** Exercise passage follows **

Block C (eSibayeni) is a village under  Siboshwa Tribal Authority in the Nkomazi Local Municipality, Ehlanzeni District Municipality, Mpumalanga, South Africa. Its nearest town is Komatipoort. It is separated from Kamaqhekeza(Naas) township by the R571 Mananga road. It has an 8-hr PHC clinic, 5 primary schools, 2 combined schools, 2 secondary schools, 2 filling stations and 1 big shopping complex.

There is a significant number of immigrants from  Mozambique and eSwatini. The place is located 30 km from Lebombo Border of Mozambique and 33 km from Mananga of eSwatini via R571.

** End of Exercise passage **
** Entries provided follows **

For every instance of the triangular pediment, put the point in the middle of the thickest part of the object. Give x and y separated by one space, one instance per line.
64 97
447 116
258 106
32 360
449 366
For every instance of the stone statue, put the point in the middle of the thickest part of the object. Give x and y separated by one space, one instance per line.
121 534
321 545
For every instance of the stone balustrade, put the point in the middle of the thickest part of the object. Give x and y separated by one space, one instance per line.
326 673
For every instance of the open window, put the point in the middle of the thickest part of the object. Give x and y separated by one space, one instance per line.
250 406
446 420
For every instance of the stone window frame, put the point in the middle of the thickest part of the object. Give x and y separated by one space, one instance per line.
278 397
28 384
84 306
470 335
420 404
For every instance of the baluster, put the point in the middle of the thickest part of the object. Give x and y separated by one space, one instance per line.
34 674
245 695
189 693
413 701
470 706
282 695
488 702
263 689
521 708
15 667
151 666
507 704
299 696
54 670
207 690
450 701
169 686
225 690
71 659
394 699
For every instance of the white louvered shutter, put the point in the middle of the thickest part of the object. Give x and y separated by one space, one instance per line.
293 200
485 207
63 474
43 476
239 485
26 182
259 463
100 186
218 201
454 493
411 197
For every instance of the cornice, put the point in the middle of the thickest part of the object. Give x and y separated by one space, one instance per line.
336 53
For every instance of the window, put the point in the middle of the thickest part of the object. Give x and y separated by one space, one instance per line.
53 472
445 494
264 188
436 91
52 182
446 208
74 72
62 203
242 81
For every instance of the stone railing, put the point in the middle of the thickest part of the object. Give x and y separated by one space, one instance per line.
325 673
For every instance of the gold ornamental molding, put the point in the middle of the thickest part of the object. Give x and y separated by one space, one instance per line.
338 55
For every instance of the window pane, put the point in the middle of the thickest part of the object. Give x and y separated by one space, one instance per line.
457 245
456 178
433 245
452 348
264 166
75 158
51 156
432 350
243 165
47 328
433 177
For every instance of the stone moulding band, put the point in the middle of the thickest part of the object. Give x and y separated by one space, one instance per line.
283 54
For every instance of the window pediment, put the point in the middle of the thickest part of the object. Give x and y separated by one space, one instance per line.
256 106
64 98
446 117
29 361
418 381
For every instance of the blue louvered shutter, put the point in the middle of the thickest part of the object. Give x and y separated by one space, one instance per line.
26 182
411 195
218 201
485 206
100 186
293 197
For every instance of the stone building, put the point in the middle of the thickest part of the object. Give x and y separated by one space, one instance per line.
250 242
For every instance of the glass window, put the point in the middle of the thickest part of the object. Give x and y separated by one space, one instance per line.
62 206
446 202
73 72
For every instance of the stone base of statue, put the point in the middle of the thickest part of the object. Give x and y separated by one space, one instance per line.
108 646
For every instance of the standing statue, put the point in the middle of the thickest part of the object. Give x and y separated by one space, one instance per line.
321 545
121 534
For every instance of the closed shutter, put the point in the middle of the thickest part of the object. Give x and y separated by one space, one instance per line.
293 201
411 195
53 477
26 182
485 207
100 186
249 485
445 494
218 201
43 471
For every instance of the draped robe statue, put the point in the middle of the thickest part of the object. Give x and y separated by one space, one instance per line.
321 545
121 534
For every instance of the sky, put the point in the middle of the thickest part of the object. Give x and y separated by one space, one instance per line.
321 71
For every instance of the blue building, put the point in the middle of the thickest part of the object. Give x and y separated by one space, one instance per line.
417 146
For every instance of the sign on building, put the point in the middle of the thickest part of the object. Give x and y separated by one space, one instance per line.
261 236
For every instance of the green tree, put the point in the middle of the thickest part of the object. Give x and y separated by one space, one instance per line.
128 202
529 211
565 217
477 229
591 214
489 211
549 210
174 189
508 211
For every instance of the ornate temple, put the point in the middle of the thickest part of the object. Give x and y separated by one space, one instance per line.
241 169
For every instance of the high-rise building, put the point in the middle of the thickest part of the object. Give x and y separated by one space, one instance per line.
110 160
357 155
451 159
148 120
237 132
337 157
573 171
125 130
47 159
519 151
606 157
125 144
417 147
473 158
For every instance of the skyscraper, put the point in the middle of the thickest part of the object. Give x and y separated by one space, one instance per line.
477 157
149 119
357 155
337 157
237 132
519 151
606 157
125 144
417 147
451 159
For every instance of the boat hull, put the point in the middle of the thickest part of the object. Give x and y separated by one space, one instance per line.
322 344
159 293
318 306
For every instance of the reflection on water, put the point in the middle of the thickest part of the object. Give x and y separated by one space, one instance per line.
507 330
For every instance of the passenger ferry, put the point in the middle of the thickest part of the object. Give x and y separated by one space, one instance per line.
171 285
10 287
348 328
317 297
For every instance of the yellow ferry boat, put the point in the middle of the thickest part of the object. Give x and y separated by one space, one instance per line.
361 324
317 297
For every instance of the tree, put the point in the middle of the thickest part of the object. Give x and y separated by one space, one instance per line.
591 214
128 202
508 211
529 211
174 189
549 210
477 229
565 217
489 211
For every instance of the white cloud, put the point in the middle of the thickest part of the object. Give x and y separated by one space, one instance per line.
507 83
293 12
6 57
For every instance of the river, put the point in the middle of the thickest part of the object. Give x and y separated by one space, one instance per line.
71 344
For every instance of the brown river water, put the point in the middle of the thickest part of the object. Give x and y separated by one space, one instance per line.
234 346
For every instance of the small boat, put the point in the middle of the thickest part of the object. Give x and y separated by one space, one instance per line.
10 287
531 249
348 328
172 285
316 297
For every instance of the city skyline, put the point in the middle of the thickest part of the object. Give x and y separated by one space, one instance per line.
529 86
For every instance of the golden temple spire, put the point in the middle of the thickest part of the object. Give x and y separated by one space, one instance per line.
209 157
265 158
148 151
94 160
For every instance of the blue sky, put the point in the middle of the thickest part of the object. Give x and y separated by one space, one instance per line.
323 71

** End of Entries provided **

*Questions*
1. According to the Block C text, what road separates the village from Kamaqhekeza (Naas) township?
2. Decide whether each statement agrees with the Block C text, answering yes or no and quoting the words that settle it:
(a) Komatipoort is the town nearest to Block C.
(b) The village has three secondary schools.
(c) Block C lies 30 km from Mananga of eSwatini.
3. Carry on the Block C text from its last sentence.
The lines have no connection to the text about Block C.

*Responses in order*
1. The R571 Mananga road.

2.
(a) Yes: "Its nearest town is Komatipoort."
(b) No: "2 secondary schools"
(c) No: "33 km from Mananga of eSwatini via R571"

3.
Notable people who come from there include Jomo Nyambi a South African parliamentarian, John Hlaluku (Actor, Politician, film director & artist) and Princess Indlovukazi of My Dali fame. Well-known families in the village include Msimango, Masuku, Mabila, Ntimane, Nkalanga & Ngomane (chief).

The village has grown and developed since the early days of apartheid. It is divided into Makhulu Standi, Sebokeng, Jabulani, Loss My Cherry, Manyeleti, Dindela & Phakama A, B, C sections. It is home to SiSwati language at about 75%, 24% Shangaan(Moz) & 1% other.